## TASK REQUIREMENTS
In the records below, copy out every line that contains the word "negative".

## EXERCISE DATA
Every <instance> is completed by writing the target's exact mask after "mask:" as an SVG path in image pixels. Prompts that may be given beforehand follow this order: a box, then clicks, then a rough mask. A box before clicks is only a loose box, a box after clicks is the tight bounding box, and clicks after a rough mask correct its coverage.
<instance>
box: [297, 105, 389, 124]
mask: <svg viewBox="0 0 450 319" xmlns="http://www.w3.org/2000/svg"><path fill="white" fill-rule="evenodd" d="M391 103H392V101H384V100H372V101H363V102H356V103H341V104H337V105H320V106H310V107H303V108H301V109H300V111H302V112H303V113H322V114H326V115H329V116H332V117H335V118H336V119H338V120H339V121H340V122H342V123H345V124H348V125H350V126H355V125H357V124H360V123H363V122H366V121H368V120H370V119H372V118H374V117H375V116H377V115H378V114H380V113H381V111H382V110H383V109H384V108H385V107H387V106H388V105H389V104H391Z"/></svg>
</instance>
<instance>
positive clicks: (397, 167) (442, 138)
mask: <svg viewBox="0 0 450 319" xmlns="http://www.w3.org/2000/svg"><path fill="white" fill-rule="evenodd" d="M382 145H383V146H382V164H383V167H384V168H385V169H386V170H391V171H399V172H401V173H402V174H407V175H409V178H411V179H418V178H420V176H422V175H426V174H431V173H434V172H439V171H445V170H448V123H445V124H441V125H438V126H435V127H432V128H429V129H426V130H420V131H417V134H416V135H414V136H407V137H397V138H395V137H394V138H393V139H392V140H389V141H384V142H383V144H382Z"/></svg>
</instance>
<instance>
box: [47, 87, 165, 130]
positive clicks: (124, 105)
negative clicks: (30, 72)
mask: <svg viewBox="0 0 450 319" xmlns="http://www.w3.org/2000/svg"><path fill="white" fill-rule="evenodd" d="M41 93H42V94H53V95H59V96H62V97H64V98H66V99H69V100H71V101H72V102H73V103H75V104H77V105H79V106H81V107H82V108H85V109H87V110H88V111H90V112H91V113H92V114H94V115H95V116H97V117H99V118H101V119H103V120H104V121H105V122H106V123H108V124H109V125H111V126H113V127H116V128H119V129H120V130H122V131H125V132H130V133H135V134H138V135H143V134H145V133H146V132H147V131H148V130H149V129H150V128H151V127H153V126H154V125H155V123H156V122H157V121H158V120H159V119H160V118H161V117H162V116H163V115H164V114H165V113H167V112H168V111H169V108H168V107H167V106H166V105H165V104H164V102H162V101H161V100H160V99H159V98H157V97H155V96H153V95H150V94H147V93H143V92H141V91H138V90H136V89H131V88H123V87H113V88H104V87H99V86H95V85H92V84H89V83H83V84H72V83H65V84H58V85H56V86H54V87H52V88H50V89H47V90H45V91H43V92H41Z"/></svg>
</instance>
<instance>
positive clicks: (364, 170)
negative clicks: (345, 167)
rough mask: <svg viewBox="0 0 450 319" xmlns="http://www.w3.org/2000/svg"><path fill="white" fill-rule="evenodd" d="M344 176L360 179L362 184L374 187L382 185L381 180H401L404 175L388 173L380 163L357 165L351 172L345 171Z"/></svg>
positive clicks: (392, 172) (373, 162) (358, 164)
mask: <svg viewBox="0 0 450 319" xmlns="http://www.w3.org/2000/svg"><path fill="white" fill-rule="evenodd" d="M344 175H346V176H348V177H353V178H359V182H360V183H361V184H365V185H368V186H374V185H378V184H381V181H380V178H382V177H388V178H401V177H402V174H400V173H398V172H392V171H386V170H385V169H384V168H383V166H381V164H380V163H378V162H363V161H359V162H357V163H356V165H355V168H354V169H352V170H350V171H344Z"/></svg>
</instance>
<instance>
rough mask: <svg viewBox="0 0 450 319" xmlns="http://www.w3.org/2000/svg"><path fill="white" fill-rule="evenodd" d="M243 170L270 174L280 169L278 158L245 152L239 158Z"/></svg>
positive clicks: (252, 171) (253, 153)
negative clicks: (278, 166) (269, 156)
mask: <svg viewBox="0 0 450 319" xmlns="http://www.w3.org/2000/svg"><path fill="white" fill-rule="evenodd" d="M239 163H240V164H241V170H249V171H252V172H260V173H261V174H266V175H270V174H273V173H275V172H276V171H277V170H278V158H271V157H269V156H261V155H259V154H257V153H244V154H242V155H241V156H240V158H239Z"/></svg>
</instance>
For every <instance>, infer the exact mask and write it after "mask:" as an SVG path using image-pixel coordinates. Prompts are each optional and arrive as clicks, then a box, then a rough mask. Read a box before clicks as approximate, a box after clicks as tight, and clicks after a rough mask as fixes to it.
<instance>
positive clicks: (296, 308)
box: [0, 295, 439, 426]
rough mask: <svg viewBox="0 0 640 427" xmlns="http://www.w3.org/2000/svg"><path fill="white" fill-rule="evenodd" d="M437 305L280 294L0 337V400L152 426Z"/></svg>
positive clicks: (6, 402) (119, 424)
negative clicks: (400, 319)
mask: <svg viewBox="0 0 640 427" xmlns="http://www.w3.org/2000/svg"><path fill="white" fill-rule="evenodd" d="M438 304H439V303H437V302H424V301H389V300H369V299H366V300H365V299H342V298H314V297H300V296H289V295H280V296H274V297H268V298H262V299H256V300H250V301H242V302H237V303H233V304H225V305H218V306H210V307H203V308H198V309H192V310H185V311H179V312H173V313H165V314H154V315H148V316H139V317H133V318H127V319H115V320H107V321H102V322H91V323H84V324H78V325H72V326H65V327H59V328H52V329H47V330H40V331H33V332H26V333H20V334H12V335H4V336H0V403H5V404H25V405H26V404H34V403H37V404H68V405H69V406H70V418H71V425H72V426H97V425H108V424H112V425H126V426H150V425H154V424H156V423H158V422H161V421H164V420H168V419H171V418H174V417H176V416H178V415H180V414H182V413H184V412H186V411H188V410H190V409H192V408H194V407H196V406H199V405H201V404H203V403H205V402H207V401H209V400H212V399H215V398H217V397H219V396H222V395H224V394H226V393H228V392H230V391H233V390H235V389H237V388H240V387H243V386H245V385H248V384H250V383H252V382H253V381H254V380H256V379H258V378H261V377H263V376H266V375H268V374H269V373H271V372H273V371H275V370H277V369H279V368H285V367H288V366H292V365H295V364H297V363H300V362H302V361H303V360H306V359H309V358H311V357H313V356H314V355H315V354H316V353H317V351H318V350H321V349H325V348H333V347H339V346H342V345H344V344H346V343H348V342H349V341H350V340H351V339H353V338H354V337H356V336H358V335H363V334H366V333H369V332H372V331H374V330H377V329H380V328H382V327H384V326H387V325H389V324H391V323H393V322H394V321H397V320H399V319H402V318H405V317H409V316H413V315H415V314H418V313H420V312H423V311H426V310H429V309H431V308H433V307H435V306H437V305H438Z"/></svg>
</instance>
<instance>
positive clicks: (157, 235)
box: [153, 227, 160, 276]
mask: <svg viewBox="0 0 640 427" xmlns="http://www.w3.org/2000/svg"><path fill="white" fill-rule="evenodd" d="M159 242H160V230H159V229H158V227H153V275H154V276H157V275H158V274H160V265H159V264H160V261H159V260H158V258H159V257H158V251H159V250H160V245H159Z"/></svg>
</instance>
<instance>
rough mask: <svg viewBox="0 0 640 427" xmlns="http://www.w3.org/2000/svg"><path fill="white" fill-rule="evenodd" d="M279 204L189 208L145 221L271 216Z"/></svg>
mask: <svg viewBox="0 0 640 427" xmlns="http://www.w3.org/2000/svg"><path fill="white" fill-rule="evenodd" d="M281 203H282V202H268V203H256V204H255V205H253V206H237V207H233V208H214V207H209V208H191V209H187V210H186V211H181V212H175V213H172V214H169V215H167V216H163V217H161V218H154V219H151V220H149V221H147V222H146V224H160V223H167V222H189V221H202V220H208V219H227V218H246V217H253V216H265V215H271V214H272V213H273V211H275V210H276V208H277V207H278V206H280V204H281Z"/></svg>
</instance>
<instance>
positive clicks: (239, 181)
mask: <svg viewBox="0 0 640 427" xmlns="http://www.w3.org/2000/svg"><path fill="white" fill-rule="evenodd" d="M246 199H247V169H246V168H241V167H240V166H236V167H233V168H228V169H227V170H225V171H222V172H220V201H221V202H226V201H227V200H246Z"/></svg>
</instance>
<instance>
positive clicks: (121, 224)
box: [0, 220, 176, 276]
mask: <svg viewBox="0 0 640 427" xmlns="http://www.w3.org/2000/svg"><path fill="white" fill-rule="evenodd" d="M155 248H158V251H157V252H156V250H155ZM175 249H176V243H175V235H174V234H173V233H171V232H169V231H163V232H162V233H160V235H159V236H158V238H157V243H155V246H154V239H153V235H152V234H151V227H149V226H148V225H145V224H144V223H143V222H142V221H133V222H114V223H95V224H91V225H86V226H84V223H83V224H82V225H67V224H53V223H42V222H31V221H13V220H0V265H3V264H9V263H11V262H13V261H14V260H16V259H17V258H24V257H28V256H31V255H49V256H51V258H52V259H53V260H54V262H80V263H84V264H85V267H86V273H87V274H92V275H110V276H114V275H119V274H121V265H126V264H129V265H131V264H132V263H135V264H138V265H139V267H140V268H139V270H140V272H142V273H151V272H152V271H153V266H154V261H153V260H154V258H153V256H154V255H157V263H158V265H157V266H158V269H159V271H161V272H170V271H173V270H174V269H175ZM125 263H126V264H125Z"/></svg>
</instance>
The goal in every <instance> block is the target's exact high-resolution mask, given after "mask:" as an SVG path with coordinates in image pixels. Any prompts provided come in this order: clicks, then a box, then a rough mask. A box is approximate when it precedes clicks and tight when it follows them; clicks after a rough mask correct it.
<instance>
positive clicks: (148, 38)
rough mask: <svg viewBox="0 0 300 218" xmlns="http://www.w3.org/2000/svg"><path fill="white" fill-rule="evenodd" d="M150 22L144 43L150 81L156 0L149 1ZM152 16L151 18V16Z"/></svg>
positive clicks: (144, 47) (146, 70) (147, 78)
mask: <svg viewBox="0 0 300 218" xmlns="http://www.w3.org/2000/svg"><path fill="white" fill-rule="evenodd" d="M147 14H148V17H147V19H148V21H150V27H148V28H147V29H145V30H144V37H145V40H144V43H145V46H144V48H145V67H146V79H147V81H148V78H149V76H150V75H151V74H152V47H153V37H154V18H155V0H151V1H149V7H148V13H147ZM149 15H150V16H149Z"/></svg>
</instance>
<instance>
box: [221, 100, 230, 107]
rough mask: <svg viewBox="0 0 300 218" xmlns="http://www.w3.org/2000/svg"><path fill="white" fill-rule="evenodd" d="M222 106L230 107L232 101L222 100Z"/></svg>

## EXERCISE RESULT
negative clicks: (30, 72)
negative clicks: (345, 167)
negative clicks: (278, 166) (269, 156)
negative clicks: (400, 319)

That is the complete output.